=== Kutipan Teks ===
-------

Ibnu al-‘Arabi (560-638 H) menyebut dan membedakan Tuhan yang dipercayai manusia saat ini meliputi “Tuhan kepercayaan” (ilāh al-mu’taqad), “Tuhan yang dipercayai” (al-ilāh al-mu’taqad), “Tuhan dalam kepercayaan” (al- ilāh fī al-i’tiqad) “Tuhan Kepercayaan” (al-haqq al-i’tiqad), Tuhan yang dalam kepercayaan” (al-haqq al-ladzī fī almu’taqad) dan “Tuhan yang diciptakan dalam kepercayaan” (al-haqq a-Makhlūq fī al-i’tiqad). Allah Swt dalam pandangan Islam adalah Allāh Aḥad, bermakna bahwa Tuhan esa dalam segala aspek, dan tak pernah sekalipun mengandung pluralitas. Baik itu pluralitas maknawi, sebagai mana yang ada dalam genus dan karakter, ataupun pluralitas yang real, sebagai mana yang nampak dalam dunia materi.

Keesaan ini juga menegasikan dan mensucikan Tuhan dari hal-hal yang mengindikasikan bahwa Tuhan memiliki bentuk, kualitas, kuantitas, warna dan segala jenis gambaran akal yang mampu merusak kebersahajaan yang satu. Demikian juga, Ahad mengindikasikan bahwa tak ada sesuatupun yang menyamai-Nya. Allah Subhanahu wa Ta’ala sebagai Tuhan Yang Maha Esa merupakan titik lokus utama ajaran agama Islam dalam segala aspeknya, termasuk akidah dan kalam atau teologi.

-------

=== Bahan Kajian ===

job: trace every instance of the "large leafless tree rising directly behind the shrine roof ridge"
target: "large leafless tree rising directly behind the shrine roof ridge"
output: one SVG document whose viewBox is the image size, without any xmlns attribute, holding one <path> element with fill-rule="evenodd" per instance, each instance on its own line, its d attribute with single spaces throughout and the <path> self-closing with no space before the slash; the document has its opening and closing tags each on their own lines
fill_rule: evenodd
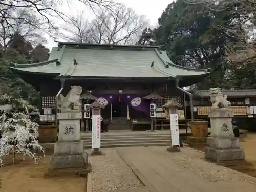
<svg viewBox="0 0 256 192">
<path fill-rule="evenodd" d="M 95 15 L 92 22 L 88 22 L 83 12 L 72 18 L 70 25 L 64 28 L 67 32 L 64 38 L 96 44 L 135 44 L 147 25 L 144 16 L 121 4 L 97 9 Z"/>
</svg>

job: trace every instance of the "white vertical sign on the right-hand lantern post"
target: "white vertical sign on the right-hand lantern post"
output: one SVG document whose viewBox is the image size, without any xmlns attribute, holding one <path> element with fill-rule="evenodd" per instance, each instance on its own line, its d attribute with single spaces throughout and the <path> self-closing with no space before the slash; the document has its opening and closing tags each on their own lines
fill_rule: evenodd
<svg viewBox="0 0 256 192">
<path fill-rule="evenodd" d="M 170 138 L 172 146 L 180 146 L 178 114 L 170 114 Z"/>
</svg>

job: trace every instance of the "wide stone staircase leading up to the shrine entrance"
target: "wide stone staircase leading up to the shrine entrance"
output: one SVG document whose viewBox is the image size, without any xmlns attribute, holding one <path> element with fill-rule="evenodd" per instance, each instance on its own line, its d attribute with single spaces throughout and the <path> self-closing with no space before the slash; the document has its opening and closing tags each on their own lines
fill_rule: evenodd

-------

=== Petunjuk Tugas ===
Lanjutkan teks tentang keesaan Tuhan dalam pandangan Islam di atas, dimulai tepat setelah kalimat terakhirnya.

=== Hasil yang Diharapkan ===
Oleh karenanya tidaklah berlebihan, jika khususnya umat Islam Indonesia wajib menjaga Konstitusi Pancasila. Karena semua sila yang terkandung dalam Pancasila selaras dengan ajaran Islam yang terkandung dalam al-Qur’an dan Hadis Rasulullah, terutama Sila Kesatu, yaitu “Ketuhanan Yang Maha Esa.” Konsep Tuhan merupakan konsep yang mendasar bagi setiap agama yang ada, tak terkecuali dengan Islam. Dari konsep Allah sebagai Tuhan Yang Maha Esa tersebut, lahirlah konsep-konsep Islamic worldview yang lain, seperti; konsep tentang wahyu, konsep kenabian, konsep tentang Mu’jizat, konsep alam, konsep manusia, konsep kehidupan, konsep penciptaan, konsep ilmu, dan konsep-konsep yang lainnya.

Dikarenakan begitu sentralnya konsep Tuhan tersebut, maka perbincangan mengenai agama apapun, tidak akan terlepas dari pemahaman konsep Tuhan.  Tuhan diartikan oleh Kamus Besar Bahasa Indonesia dengan pengertian sebagai sesuatu yang diyakini, dipuja, dan disembah oleh manusia sebagai Yang Mahakuasa, Mahaperkasa, dan sebagainya. Konsepsi teologi Islam tentang ketuhanan terangkum dalam QS. al-Nās/114: 1-3:

Yang artinya : Katakanlah, "Aku berlindung kepada Tuhan (yang memelihara dan menguasai) manusia; Raja manusia; Sembahan manusia (QS. al-Nas/114: 1-3).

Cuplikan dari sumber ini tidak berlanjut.